====== Record excerpts

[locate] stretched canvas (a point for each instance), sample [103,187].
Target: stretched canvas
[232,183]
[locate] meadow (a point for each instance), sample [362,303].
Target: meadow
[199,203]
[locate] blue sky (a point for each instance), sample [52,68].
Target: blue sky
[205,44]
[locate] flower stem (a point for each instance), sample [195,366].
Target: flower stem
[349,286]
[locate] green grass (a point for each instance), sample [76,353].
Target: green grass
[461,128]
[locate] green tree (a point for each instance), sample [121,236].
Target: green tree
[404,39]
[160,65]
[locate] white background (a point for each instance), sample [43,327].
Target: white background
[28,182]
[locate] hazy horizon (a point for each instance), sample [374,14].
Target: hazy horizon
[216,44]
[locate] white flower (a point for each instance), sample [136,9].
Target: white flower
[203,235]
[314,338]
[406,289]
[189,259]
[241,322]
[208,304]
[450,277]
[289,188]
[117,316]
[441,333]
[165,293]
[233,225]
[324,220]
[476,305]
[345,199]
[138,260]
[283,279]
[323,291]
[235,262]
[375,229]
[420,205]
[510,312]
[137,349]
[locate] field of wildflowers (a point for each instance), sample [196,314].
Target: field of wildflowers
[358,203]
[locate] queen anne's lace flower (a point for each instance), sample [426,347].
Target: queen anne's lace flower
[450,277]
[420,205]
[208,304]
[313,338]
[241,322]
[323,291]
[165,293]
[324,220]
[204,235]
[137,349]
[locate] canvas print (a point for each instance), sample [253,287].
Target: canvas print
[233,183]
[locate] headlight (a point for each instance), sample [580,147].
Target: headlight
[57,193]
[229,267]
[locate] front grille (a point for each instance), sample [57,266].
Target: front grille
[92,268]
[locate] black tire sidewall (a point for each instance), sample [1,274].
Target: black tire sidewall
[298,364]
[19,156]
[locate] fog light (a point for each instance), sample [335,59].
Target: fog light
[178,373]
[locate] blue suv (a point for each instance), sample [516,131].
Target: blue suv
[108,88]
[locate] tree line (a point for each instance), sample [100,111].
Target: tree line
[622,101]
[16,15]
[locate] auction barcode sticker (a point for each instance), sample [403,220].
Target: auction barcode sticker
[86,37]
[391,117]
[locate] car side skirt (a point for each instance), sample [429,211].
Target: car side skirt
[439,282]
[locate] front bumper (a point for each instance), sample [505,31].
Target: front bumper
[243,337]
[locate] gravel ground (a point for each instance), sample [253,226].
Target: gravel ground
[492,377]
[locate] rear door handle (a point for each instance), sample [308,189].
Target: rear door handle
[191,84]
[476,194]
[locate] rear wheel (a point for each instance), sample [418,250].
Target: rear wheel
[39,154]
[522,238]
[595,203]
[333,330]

============

**What the task asks:** Every record shown above should be written out again exactly.

**In response:**
[locate] stretched canvas (a point for each instance), sample [103,187].
Target: stretched canvas
[232,183]
[locate] meadow (a point for each instance), sample [362,303].
Target: meadow
[199,203]
[locate] blue sky (a point for each instance), sample [52,68].
Target: blue sky
[205,44]
[locate] flower stem (a point for each instance), sample [195,366].
Target: flower stem
[349,286]
[locate] green grass (a point for each instance), sample [76,353].
Target: green grass
[461,128]
[locate] green tree (a point for each instance), sample [121,236].
Target: green tree
[404,39]
[160,65]
[locate] white background (a point for each instance), sample [43,327].
Target: white background
[28,182]
[locate] hazy horizon (a point for each instance), sample [374,14].
Target: hazy horizon
[216,44]
[locate] white flower (a point for each instance), sample [136,9].
Target: white flower
[203,235]
[314,338]
[406,289]
[189,259]
[241,322]
[208,304]
[450,277]
[289,188]
[117,316]
[441,333]
[165,293]
[233,225]
[324,220]
[476,305]
[345,199]
[138,260]
[283,279]
[323,291]
[235,262]
[375,229]
[420,205]
[510,312]
[137,349]
[locate] field of wildflowers (a point for each instance), sample [196,314].
Target: field of wildflowers
[358,203]
[locate] queen anne's lace flower (a point for each instance), sample [426,347].
Target: queen anne's lace flower
[450,277]
[420,205]
[208,304]
[313,338]
[241,322]
[323,291]
[165,293]
[324,220]
[204,235]
[137,349]
[locate] canvas print (a point for each instance), sample [253,287].
Target: canvas print
[233,183]
[locate] headlight (a point for each instance), sample [580,147].
Target: headlight
[57,193]
[229,267]
[locate] front grille (a point for each instance), sample [57,266].
Target: front grille
[92,268]
[locate] black tire sidewall (a point for each instance), sample [1,274].
Target: black tire sidewall
[298,364]
[19,156]
[locate] fog light (a point for each instance), sample [335,59].
Target: fog light
[178,373]
[locate] blue suv (a point for each instance), sample [516,131].
Target: blue suv
[108,88]
[locate] tree line (a point for each instance), sample [100,111].
Target: tree line
[622,101]
[16,15]
[locate] auction barcode sticker (a point for each instance), sample [403,220].
Target: auction barcode sticker
[86,37]
[391,117]
[locate] car side skirt (a point for each instance), sample [429,211].
Target: car side skirt
[439,282]
[locate] front bumper (a point for each instance), sample [505,31].
Target: front bumper
[243,337]
[locate] gravel ground (a point for each instance), sample [253,226].
Target: gravel ground
[492,377]
[locate] rear door handle (a point for each instance), sample [308,189].
Target: rear door handle
[191,84]
[476,194]
[locate] rear wheel (a point for each instance), sample [418,250].
Target: rear wheel
[39,154]
[522,238]
[595,203]
[333,330]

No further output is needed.